• _Texto apresentado_
- - - -

É preciso, pois, dotar os Municípios de gestão e regulação eficientes dos serviços de saúde, de maneira a melhor identificar as necessidades (diagnóstico) e melhor alocar os recursos na prevenção, na atenção de base, o que fará com que os Municípios passem a concentrar seus recursos financeiros naquilo que efetivamente trará resultados, diminuindo os gastos com saúde (contenção de despesas) e buscando soluções através de convênios com os Estados para que os investimentos na atenção terciária, de alta complexidade, possam ser executados pelo ente que efetivamente possui capacidade financeira para fazê-lo (por exemplo, a construção e operação de Hospitais regionais).
Uma solução promissora, na verdade, está desenhada de forma bastante clara na Lei de PPPs, e encontra guarida na modalidade de concessão administrativa, por meio da qual o Município pode contratar uma empresa privada para a prestação dos serviços de apoio à saúde com os níveis de qualidade desejados – e de maneira gratuita à população –, onde seja possível efetivamente dotar o Município de infraestrutura adequada e implantar uma gestão inteligente do sistema de saúde municipal a partir do melhor entendimento e dimensionamento da oferta (rede de saúde pública) e da demanda (perfil epidemiológico) da população daquela determinada localidade.
É claro que, para tanto, alguns obstáculos ainda precisam ser superados, como o regime de servidores públicos, os limites de receita corrente líquida para aplicação em PPPs, a governança entre diferentes prestadores de serviços de saúde na cidade, especialmente na parte clínica, entres outros. Tais obstáculos, porém, colocam-se irrelevantes e acessórios em face da importância de se promover medidas verdadeiramente corajosas e eficientes na busca por soluções concretas para a resolução do problema de saúde pública na esfera mais próxima dos cidadãos que é a esfera Municipal. Não seria arriscado afirmar: a solução para a Saúde está nas mãos dos Municípios, e isto está longe de ser uma constatação de menor importância.

- - - -

• _Exercício_
Enumere os obstáculos que, segundo o texto apresentado, ainda precisam ser superados e que ele nomeia expressamente. Os itens não são utilizados nesta atividade.

• _Itens fornecidos_
- - - -

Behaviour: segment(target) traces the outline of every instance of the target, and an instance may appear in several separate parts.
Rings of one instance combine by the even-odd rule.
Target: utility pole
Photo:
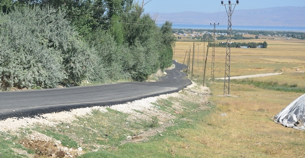
[[[210,44],[209,39],[208,43],[207,43],[207,50],[206,51],[206,56],[205,56],[205,64],[204,64],[204,72],[203,73],[203,87],[204,87],[204,80],[205,79],[205,68],[206,68],[206,61],[207,60],[207,53],[209,52],[209,44]]]
[[[219,25],[219,23],[218,24],[212,24],[210,23],[211,25],[214,25],[214,34],[213,35],[213,50],[212,51],[212,66],[211,67],[211,79],[212,81],[214,81],[214,68],[215,65],[215,34],[216,25]]]
[[[186,57],[187,53],[187,51],[185,52],[185,55],[184,55],[184,60],[183,60],[183,64],[182,64],[182,68],[181,68],[181,70],[183,70],[183,66],[184,65],[184,61],[185,61],[185,57]],[[186,74],[187,74],[187,68],[186,68]]]
[[[188,65],[189,66],[188,67],[188,75],[189,75],[189,70],[190,69],[190,69],[190,67],[191,66],[191,64],[190,63],[191,61],[190,58],[191,58],[191,47],[190,46],[189,46],[189,52],[188,52]]]
[[[231,56],[231,32],[232,31],[232,15],[235,9],[236,4],[239,3],[238,0],[236,3],[231,4],[231,0],[229,0],[228,4],[224,4],[224,0],[222,0],[222,4],[224,5],[226,14],[228,16],[228,30],[226,38],[226,51],[225,53],[225,68],[224,69],[224,95],[230,94],[230,62]],[[232,9],[232,5],[234,8]],[[227,8],[226,6],[228,6]]]
[[[194,54],[195,53],[195,42],[193,44],[193,61],[192,61],[192,77],[191,80],[193,80],[193,71],[194,71]]]
[[[198,52],[197,52],[197,67],[199,68],[199,46],[201,43],[196,43],[197,46],[198,46]]]
[[[176,46],[174,47],[174,59],[175,59],[175,51],[176,50],[175,48],[176,48]]]

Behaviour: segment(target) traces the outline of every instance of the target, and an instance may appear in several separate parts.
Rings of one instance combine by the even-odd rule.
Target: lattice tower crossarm
[[[218,24],[212,24],[211,25],[214,25],[214,34],[213,35],[213,49],[212,51],[212,65],[211,66],[211,79],[214,81],[214,66],[215,66],[215,38],[216,38],[216,25],[219,25],[219,23]]]

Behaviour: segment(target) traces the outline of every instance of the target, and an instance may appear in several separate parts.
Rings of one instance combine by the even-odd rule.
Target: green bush
[[[18,8],[0,16],[0,84],[52,88],[77,84],[91,69],[91,51],[51,8]]]

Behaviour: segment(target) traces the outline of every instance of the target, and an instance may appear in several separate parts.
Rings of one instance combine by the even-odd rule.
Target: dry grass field
[[[267,38],[235,40],[246,43],[264,41],[268,43],[267,49],[231,49],[231,76],[282,72],[284,73],[277,76],[244,80],[273,82],[279,85],[296,85],[298,88],[305,88],[305,73],[297,72],[305,70],[305,41]],[[193,45],[193,41],[197,42],[195,46],[201,44],[199,55],[198,47],[195,49],[193,74],[194,81],[200,82],[202,82],[204,56],[203,42],[195,40],[178,41],[174,58],[183,63],[185,51],[189,51],[189,46]],[[206,79],[210,77],[211,54],[212,48],[210,48]],[[225,48],[216,48],[215,78],[224,77],[225,57]],[[215,112],[200,124],[202,136],[200,139],[207,147],[204,149],[207,156],[216,158],[304,157],[301,149],[305,145],[305,132],[284,127],[273,121],[275,115],[304,93],[273,90],[231,82],[231,96],[224,96],[223,81],[207,80],[205,82],[212,92],[210,101],[216,106]],[[224,113],[225,116],[221,116]],[[189,132],[192,132],[190,130]],[[189,139],[198,139],[191,135]]]

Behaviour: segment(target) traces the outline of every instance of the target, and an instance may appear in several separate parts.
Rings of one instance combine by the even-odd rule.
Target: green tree
[[[263,43],[263,47],[264,47],[264,48],[267,48],[267,46],[268,46],[267,42],[266,41],[264,41],[264,43]]]
[[[65,16],[28,6],[0,15],[0,85],[52,88],[87,78],[92,50],[78,39]]]

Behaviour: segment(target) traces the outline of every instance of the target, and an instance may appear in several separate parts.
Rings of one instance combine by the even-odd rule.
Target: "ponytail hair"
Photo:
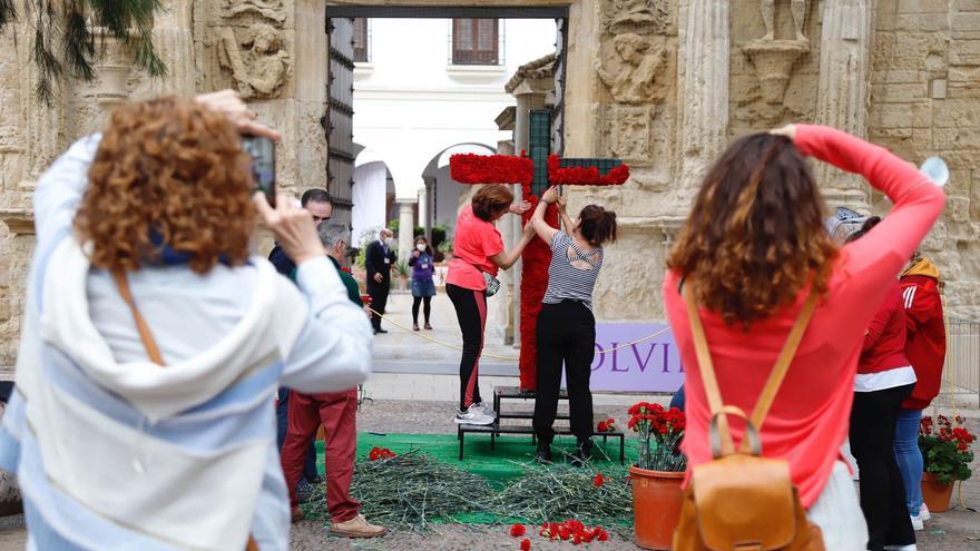
[[[881,222],[881,216],[872,216],[864,220],[864,224],[861,225],[861,229],[854,232],[853,234],[847,236],[847,239],[844,243],[856,242],[857,239],[864,237],[864,234],[871,232],[871,228],[878,226],[878,223]]]
[[[598,205],[586,205],[578,217],[579,232],[590,244],[598,247],[606,242],[616,243],[616,213]]]

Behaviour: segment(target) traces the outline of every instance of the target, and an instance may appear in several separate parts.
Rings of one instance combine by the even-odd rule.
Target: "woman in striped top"
[[[558,204],[565,232],[545,222],[548,205]],[[598,205],[581,209],[576,222],[565,213],[565,199],[551,187],[531,218],[535,232],[551,246],[548,289],[538,317],[538,396],[535,401],[537,461],[551,462],[551,440],[558,412],[561,365],[568,383],[571,432],[577,440],[571,461],[584,464],[591,450],[592,394],[589,375],[596,348],[592,289],[602,267],[602,244],[616,240],[616,213]]]

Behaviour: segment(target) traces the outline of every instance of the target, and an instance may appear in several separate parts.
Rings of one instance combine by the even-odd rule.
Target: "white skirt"
[[[845,463],[839,461],[834,465],[826,486],[806,516],[820,527],[827,551],[868,549],[868,524],[857,502],[857,489]]]

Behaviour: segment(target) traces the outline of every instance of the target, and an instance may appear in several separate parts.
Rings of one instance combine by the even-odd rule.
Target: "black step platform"
[[[497,436],[501,434],[530,434],[531,435],[531,445],[536,442],[535,429],[530,425],[501,425],[501,419],[525,419],[529,420],[533,417],[533,413],[527,411],[520,412],[504,412],[502,402],[504,400],[520,400],[520,401],[532,401],[536,395],[533,392],[525,392],[521,391],[517,386],[497,386],[493,388],[493,411],[497,412],[497,419],[492,424],[489,425],[470,425],[470,424],[461,424],[457,425],[457,437],[460,443],[460,461],[463,460],[463,451],[465,444],[465,435],[467,433],[471,434],[489,434],[490,435],[490,449],[494,449],[497,444]],[[558,393],[558,400],[568,400],[568,391],[561,388]],[[601,417],[602,415],[597,415]],[[568,415],[558,415],[556,420],[567,420]],[[561,435],[570,435],[571,431],[568,427],[555,427],[555,434]],[[608,439],[619,439],[619,464],[626,463],[626,435],[621,431],[612,431],[612,432],[602,432],[596,433],[595,437],[601,436],[602,443],[608,442]]]

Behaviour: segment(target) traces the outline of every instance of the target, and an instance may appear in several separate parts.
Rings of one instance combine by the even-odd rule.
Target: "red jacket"
[[[902,289],[894,281],[885,293],[868,332],[857,373],[880,373],[911,365],[905,357],[905,311],[902,306]]]
[[[924,410],[939,394],[945,361],[945,324],[939,296],[939,270],[928,259],[919,260],[902,275],[905,307],[905,356],[919,381],[902,407]]]

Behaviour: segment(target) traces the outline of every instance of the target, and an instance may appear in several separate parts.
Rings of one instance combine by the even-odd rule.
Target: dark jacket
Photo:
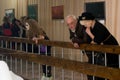
[[[87,34],[85,33],[85,27],[82,26],[79,22],[77,22],[75,32],[70,32],[70,39],[73,43],[86,43],[87,42]]]

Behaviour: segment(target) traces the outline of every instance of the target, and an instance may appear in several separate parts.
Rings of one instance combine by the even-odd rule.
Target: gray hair
[[[70,18],[70,17],[73,18],[73,19],[75,19],[75,20],[77,19],[77,17],[76,17],[75,15],[68,15],[68,16],[65,18],[65,20],[67,20],[67,19]]]

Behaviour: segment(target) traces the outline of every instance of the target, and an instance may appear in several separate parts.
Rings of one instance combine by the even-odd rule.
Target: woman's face
[[[75,30],[77,21],[75,19],[73,19],[72,17],[69,17],[66,20],[67,26],[69,27],[70,30]]]
[[[25,23],[25,28],[26,28],[26,30],[30,29],[30,25],[27,22]]]
[[[85,27],[92,27],[93,21],[92,20],[83,20],[83,21],[80,21],[80,23],[82,25],[84,25]]]

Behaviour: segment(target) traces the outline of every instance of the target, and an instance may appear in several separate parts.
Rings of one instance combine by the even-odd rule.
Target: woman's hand
[[[38,38],[33,37],[32,40],[33,40],[36,44],[38,44]]]
[[[73,43],[73,46],[74,46],[75,48],[79,48],[78,43]]]
[[[94,35],[91,33],[91,30],[90,30],[90,28],[88,27],[88,28],[86,28],[86,33],[90,36],[90,38],[92,39],[92,40],[94,40]]]

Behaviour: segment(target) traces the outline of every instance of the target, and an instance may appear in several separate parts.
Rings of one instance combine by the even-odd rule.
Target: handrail
[[[0,37],[0,40],[13,41],[13,42],[23,42],[23,43],[33,43],[32,40],[29,39],[21,39],[21,38],[12,38],[12,37]],[[45,44],[50,46],[64,47],[64,48],[74,48],[70,42],[62,42],[62,41],[44,41],[40,40],[39,44]],[[81,44],[80,48],[74,49],[83,49],[90,51],[102,51],[113,54],[120,54],[120,46],[113,45],[92,45],[92,44]],[[108,78],[110,80],[120,80],[120,69],[97,66],[93,64],[88,64],[85,62],[78,62],[74,60],[67,60],[56,58],[52,56],[42,56],[36,54],[24,54],[23,51],[13,51],[0,48],[1,52],[7,53],[5,55],[10,55],[12,57],[22,58],[28,61],[33,61],[36,63],[44,63],[55,67],[62,67],[64,69],[73,70],[81,73],[85,73],[88,75],[94,75],[98,77]],[[24,55],[23,55],[24,54]],[[48,61],[49,60],[49,61]],[[52,63],[51,63],[52,62]]]
[[[24,59],[28,61],[32,61],[35,63],[43,63],[55,67],[60,67],[63,69],[68,69],[88,75],[98,76],[107,78],[110,80],[120,80],[120,69],[104,67],[93,65],[85,62],[79,62],[68,59],[61,59],[52,56],[44,56],[37,54],[25,54],[23,51],[13,51],[9,49],[0,48],[0,52],[6,56],[12,56],[18,59]],[[52,63],[51,63],[52,62]]]
[[[23,42],[23,43],[33,43],[32,40],[26,38],[13,38],[13,37],[4,37],[0,36],[0,40],[14,41],[14,42]],[[96,45],[96,44],[80,44],[79,48],[75,48],[71,42],[63,42],[63,41],[49,41],[49,40],[39,40],[38,44],[45,44],[50,46],[57,46],[63,48],[73,48],[73,49],[81,49],[88,51],[102,51],[106,53],[112,54],[120,54],[120,46],[117,45]]]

- - - -

• _Resposta_
- O regime de servidores públicos
- Os limites de receita corrente líquida para aplicação em PPPs
- A governança entre diferentes prestadores de serviços de saúde na cidade, especialmente na parte clínica